● Trecho original:
○ ○ ○ ○

Um pouco distante dos fundamentos teóricos que deveriam ser “repassados” aos alunos, visando suprir a pressão que o professor de arte sofria dos professores de matemática quanto aos cânones geométricos que os educandos necessitavam para o seu sucesso nessa outra área do conhecimento. Estabelecia-se o conflito entre a lógica matemática e a linguagem criativa.
Era curioso ver que, embora os padrões que tentava impor em sala de aula quanto ao estudo do ponto, linha, figuras geométricas, história da arte, releituras de obras de arte, persistia a espontânea manifestação, por parte dos alunos, do grafite em sala de aula. A maioria das releituras ou criações trazia essa linguagem das ruas para a sala de aula. O aluno portava um conhecimento extrínseco e inovador próprio de seu cotidiano. Deveria existir algo naquela tendência, o que seria aquilo?
Vinha-me em mente coisas como os conflitos de gerações. James Dean e Elvis Presley movimentaram a juventude de sua época, com o rock e a famosa Juventude Transviada. Os Beatles despertaram pânico, há pouco tempo, com os seus cabelos “longos” e música diferente. O movimento negro no mundo espalhou a moda dos cabelos “black power”, como forma de desafiar o status quo. Mary Quant fez a burguesia desmaiar com a sua minissaia. A Semana de Arte Moderna, no Brasil, foi vaiada e atacada nos jornais. Simone de Beauvoir lançava o seu livro O Segundo Sexo, na França. Quer dizer, ocorreram sempre momentos de contrastes que chocavam no início para posteriormente ser absorvido pela sociedade.

○ ○ ○ ○

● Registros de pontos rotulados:
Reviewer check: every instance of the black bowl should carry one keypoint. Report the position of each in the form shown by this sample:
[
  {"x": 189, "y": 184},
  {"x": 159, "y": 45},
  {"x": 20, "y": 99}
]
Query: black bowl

○ ○ ○ ○

● O que se pede:
• a. Reescreva o trecho sobre o ensino de arte entre "Um pouco distante" e "a linguagem criativa.", inclusive, trocando "pressão" por "cobrança".
• b. Responda com base no trecho sobre o ensino de arte:
(i) Que linguagem os alunos manifestavam espontaneamente em sala de aula?
(ii) Que moda o movimento negro espalhou pelo mundo?
(iii) Com que peça de roupa Mary Quant fez a burguesia desmaiar?
• c. Dê continuidade ao texto sobre o grafite nas aulas de arte a partir da última frase apresentada.

● Respostas:
• a.
Um pouco distante dos fundamentos teóricos que deveriam ser “repassados” aos alunos, visando suprir a cobrança que o professor de arte sofria dos professores de matemática quanto aos cânones geométricos que os educandos necessitavam para o seu sucesso nessa outra área do conhecimento. Estabelecia-se o conflito entre a lógica matemática e a linguagem criativa.

• b.
(i) O grafite.
(ii) A dos cabelos "black power".
(iii) Com a minissaia.

• c.
Mas o grafite era aquilo que contemplava a necessidade que o ser humano tinha, independente de sua época, de manifestar-se em suportes públicos, como a querer dialogar com o seu próximo ou com as suas forças internas, como fizeram os primitivos homens das cavernas.
Vieram, em socorro, os estudos teóricos de Piaget, Paulo Freire, Maturana e os saberes e sabores de Rubens Alves, entre outros. Era necessária uma flexibilização do ensino da arte para uma nova postura diante do novo.
Novos diálogos tentavam romper estruturas pré-estabelecidas para permitir possíveis reconstruções da velha lógica social, comunitária, de inter-relações. Por que o suporte público? Por que o desafio? Por que a ligação do fazer local com o que já era feito em outros lugares, estados, países?
Percebia-se que a velocidade com que os meios de comunicação se desenvolviam estava diretamente relacionada a rápida aquisição dessa nova ordem na pequena cidade de periferia onde ministrava minhas aulas de arte. Todos eram cúmplices: a televisão, o cinema, os jornais, as revistas.
Um fenômeno antigo com um nome novo, da arte rupestre ao grafite, minha pequena cidade estava ligada ao resto do planeta através da arte de rua.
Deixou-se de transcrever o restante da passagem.